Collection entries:
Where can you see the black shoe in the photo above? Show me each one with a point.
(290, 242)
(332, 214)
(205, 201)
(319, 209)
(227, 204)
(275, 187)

## Exercise details
All of the entries above should be written out again exactly.

## Final answer
Where can you see the black shoe in the photo above? Show me each one with a point.
(290, 242)
(332, 214)
(205, 201)
(319, 209)
(227, 204)
(275, 187)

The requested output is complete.